Extract provided:

How recall works.
The intelligence is stamped at write-time — the moment the AI already knows why. Reading it back costs zero tokens, takes microseconds, and can't drift, because the code itself is the memory.
Intelligence at the
knowing moment.
Most tools try to be clever when you ask (read-time) — and guess. recall is clever when the AI writes (write-time) — when it actually knows. The reader can then be dead-dumb: zero tokens, sub-millisecond, never wrong about what was meant.
Stamped when the AI already knows.
The intelligence moves from the guessing moment (read-time) to the knowing moment (write-time). While the AI works, it stamps a tiny anchor onto the commit — the decision, the why, the links.
Three levels, every query.
Ask a question and recall returns the hit, the meaning (the why), and the relation (what it links to) — via a recursive graph walk over the anchors. Not where a word appears: the decision itself.

Listed records:
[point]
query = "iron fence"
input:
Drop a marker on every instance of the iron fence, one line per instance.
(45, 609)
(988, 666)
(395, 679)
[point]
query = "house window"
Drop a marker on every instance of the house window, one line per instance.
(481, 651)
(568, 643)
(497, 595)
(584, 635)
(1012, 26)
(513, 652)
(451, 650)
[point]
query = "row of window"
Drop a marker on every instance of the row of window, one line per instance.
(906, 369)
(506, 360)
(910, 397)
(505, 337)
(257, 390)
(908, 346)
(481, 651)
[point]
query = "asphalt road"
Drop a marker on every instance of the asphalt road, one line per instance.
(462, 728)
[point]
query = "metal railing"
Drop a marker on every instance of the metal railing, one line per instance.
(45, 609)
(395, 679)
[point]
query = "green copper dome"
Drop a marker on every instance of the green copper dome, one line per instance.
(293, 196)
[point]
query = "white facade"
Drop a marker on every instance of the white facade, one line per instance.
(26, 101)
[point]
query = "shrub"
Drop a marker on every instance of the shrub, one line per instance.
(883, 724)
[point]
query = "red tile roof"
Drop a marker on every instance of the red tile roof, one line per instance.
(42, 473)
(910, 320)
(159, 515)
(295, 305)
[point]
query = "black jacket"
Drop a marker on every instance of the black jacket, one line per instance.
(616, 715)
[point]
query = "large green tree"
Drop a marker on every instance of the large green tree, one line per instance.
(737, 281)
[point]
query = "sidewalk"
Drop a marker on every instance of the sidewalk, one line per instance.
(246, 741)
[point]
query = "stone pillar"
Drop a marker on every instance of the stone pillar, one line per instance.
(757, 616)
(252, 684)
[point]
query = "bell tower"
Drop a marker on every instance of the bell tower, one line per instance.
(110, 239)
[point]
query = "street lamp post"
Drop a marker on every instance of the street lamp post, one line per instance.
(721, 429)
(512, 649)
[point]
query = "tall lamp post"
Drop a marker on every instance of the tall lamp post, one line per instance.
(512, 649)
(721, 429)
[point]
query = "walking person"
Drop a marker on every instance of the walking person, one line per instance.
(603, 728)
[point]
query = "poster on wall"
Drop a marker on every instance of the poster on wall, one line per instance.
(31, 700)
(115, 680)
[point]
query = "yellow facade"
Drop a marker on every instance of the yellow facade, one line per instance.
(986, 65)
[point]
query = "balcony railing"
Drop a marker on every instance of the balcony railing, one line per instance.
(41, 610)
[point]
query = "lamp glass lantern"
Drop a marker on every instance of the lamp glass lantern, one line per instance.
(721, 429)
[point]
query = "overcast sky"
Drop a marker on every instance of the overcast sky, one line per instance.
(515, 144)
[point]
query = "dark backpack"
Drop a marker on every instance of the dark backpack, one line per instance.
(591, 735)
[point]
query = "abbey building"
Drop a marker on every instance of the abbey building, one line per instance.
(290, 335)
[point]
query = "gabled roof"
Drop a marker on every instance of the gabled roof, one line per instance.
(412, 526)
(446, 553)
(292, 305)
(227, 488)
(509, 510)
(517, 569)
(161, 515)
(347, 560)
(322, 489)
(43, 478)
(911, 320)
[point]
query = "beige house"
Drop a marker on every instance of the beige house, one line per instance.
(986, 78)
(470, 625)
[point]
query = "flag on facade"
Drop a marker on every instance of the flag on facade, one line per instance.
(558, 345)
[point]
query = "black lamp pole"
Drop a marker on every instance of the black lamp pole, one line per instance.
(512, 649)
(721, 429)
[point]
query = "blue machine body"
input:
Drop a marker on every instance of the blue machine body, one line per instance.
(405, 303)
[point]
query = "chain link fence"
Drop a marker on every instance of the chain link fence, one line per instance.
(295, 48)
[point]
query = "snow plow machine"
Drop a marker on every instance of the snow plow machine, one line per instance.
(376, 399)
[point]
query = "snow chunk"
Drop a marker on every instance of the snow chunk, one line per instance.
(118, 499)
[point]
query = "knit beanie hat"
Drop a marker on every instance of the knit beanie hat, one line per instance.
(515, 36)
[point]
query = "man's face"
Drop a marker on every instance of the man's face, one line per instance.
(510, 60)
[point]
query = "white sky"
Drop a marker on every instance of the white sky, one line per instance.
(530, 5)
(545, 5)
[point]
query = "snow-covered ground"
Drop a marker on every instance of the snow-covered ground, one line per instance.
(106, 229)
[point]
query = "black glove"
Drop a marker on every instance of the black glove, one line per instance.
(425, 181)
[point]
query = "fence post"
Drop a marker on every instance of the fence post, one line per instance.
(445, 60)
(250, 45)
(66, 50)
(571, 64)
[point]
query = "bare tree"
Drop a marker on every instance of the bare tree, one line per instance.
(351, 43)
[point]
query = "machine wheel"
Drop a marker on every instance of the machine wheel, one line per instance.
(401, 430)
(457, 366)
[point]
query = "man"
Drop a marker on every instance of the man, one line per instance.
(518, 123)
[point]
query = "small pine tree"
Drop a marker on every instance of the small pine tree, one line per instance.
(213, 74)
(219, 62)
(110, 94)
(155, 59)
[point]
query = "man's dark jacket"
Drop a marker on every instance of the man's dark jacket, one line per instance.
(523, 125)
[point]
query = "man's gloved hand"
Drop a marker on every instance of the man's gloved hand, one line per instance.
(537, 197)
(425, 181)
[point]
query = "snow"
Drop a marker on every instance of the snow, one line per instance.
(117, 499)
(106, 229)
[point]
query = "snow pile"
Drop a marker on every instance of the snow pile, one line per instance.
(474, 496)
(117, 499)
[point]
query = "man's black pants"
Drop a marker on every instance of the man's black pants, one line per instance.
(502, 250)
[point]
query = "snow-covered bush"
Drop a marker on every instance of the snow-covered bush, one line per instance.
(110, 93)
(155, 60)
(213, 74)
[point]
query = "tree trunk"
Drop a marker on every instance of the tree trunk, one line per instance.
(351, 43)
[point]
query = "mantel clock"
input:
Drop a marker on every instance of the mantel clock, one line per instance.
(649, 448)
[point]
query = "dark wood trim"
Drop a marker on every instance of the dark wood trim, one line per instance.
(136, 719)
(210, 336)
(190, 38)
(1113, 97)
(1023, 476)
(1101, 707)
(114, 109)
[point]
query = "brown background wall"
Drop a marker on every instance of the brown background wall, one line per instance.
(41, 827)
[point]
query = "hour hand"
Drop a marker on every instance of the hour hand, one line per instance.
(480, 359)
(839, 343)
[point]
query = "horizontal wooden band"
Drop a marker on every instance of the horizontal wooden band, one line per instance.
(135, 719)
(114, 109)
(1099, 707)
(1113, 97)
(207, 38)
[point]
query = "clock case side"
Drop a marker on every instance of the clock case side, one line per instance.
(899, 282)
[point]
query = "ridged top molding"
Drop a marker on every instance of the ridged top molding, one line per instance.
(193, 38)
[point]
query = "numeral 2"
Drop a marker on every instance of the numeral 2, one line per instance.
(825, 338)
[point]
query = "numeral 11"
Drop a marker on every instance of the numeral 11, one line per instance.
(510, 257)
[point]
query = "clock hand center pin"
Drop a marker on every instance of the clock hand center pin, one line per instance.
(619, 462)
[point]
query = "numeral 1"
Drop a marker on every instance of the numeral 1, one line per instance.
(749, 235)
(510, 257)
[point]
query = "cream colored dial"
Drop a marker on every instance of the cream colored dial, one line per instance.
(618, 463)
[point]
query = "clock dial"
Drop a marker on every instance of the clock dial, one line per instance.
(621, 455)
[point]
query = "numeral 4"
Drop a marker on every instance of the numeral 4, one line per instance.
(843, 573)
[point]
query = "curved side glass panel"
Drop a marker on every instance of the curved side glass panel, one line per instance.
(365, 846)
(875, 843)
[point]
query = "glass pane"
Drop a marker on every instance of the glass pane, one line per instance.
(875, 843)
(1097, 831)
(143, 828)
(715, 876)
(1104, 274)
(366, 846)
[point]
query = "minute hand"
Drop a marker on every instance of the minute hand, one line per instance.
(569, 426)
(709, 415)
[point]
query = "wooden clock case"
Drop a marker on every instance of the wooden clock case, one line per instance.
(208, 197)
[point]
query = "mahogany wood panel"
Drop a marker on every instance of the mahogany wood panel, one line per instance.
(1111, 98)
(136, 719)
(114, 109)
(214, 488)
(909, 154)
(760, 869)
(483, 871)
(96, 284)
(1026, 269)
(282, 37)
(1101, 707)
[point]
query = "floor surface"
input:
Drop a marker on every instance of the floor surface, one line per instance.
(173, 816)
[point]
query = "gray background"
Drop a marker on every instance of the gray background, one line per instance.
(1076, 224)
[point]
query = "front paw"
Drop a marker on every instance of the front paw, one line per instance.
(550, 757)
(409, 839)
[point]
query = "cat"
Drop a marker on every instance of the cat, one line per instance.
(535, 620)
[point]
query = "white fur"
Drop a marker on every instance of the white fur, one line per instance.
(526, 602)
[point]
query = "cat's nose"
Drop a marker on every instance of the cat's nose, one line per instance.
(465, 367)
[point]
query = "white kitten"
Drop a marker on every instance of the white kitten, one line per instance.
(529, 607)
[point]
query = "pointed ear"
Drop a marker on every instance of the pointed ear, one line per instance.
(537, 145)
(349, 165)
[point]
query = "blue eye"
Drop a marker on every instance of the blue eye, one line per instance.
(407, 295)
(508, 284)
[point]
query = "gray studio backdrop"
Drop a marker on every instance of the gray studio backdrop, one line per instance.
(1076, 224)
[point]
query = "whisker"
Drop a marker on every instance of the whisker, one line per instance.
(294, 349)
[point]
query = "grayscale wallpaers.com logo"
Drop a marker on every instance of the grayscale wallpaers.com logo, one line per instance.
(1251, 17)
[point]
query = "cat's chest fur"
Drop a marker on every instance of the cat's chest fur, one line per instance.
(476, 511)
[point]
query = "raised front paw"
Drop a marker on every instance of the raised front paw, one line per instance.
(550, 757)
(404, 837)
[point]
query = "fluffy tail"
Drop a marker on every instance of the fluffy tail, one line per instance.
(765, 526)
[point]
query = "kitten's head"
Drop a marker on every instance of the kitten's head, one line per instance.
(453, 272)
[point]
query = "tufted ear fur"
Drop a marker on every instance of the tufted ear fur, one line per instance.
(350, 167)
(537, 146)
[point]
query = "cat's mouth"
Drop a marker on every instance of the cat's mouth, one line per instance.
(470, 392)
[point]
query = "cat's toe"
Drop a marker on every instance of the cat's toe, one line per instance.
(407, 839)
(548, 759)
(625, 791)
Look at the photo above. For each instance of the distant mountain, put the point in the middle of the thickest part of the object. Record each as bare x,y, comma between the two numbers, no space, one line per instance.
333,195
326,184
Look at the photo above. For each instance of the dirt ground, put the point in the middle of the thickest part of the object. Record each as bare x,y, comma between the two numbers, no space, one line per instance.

What to work on:
(a) Show every line of the rows that contains the string "window", matching case exactly.
(b) Carry on the page describing how recall stamps intelligence at write-time, picking up after its final sentence.
The page about the recall tool has no connection to the rows.

Written answers:
(a)
query = "house window"
Drop a marker on every instance of the house window, one line per instance.
query = "row of window"
Drop a marker on every instance of the row of window, one line per instance.

(b)
Before you touch a file, you’re briefed.
Ask recall about one file and — read-only, zero tokens — it bundles the open tasks wired to it (standing intent), why it is the way it is, what breaks if you change it (the blast radius), and what it leans on. So an AI never silently undoes a decision it never saw. The IDE hook injects it before every edit.
Where the team burns time.
recall ranks the files the team keeps rewriting — churn × entanglement (how often it changes, with how many other files at once). A load-bearing file written once is important; a tenth-rewrite is where the uncertainty lives. The places to touch with extra care.
A reader so dumb it’s free.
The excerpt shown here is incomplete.